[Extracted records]
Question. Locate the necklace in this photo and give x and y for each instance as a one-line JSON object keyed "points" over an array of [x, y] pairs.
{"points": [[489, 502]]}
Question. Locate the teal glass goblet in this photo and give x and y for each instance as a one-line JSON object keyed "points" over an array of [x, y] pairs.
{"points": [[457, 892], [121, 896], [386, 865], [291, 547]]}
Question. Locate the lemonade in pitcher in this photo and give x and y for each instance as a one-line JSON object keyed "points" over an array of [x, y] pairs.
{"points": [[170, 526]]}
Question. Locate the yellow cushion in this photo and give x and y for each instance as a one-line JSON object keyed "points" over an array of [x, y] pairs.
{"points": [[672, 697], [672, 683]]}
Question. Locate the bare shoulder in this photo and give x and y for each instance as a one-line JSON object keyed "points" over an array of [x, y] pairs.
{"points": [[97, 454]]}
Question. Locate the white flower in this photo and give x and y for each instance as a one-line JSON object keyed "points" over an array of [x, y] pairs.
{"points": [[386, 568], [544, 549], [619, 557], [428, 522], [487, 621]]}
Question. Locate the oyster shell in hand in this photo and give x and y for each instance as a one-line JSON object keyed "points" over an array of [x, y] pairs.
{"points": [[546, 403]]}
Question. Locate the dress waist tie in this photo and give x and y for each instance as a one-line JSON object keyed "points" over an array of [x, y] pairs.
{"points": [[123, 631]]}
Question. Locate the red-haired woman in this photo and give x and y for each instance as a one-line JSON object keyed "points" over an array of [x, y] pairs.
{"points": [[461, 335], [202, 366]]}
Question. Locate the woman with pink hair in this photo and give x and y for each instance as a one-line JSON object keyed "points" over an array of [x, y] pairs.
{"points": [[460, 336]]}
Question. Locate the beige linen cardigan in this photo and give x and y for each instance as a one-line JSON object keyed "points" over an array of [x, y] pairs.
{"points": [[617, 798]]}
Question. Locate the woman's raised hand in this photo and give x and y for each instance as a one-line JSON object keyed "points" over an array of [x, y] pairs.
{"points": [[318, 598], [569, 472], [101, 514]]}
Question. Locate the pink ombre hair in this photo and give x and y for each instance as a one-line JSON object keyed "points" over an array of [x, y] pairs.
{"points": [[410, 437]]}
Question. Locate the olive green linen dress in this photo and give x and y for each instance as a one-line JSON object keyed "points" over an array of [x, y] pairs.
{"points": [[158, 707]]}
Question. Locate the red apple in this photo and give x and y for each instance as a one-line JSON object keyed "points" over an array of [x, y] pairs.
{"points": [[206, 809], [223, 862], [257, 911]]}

Exercise prompt ▸
Please reproduce every line of the material word for word.

Output of the task ▸
Question. Locate the necklace in this photo and give x and y for each instance as a one-line JSON object keyed "points" over an array of [x, y] pairs.
{"points": [[489, 502]]}
Question. Locate the teal glass goblet in this photo and give x and y for each instance as a one-line JSON object keyed "points" over an array of [x, y] pairs.
{"points": [[457, 892], [121, 896], [386, 865], [291, 547]]}
Question. Locate the lemonade in pitcher in this photo and give x and y for each instance as a one-line JSON object keyed "points" over an array of [x, y] pairs.
{"points": [[170, 526]]}
Question. Locate the yellow cushion in this photo and give x and y for each instance as a one-line JSON object keyed "points" over an array of [x, y] pairs.
{"points": [[672, 697], [672, 683]]}
Question. Locate the bare shoulder in this photo and give x and y for each instance as a one-line JSON object keyed "points" over an array of [x, y] pairs.
{"points": [[97, 454]]}
Question. Locate the white flower in this photo and give x and y for each instance as a one-line JSON object keyed "points" over an array of [x, y] pairs.
{"points": [[386, 568], [544, 549], [619, 557], [428, 522], [487, 621]]}
Question. Locate the oyster shell in hand in this photo and give x and y for each instance as a one-line JSON object keyed "points" over an array of [x, y] pairs.
{"points": [[546, 403]]}
Question. Locate the dress waist tie in this photo and give x and y for each instance as a one-line JSON object keyed "points" over an array of [x, y] pairs.
{"points": [[123, 631]]}
Question. Locate the red-haired woman in this photo and give x and y for each instance as a one-line JSON object keyed "points" over an array of [x, y] pairs.
{"points": [[461, 335], [202, 366]]}
Question. Locate the woman with pink hair in this photo and give x and y for each instance as a one-line JSON object keyed "points" over an array of [x, y] pairs.
{"points": [[460, 336]]}
Question. Locate the beige linen cardigan in this photo and give x and y for each instance as a one-line JSON object keyed "points" over an array of [x, y] pairs.
{"points": [[617, 798]]}
Question. Locate the woman's raised hand in this photo and give x and y for each instance as a one-line JSON object keyed "points" over an array of [x, y] pairs.
{"points": [[318, 598], [569, 472], [101, 514]]}
Question. Locate the pink ombre hair in this photo and give x and y for each instance as a one-line JSON object keyed "points" over an array of [x, y] pairs.
{"points": [[410, 437]]}
Question. Locate the olive green linen dress in this photo and give x and y for each instance as a one-line JSON object keyed "points" over an array of [x, y] pairs.
{"points": [[158, 707]]}
Question. Locate the red apple in this photo and give x and y for each instance as a one-line JSON object keyed "points" over an array of [x, y] pairs.
{"points": [[206, 809], [223, 862], [257, 911]]}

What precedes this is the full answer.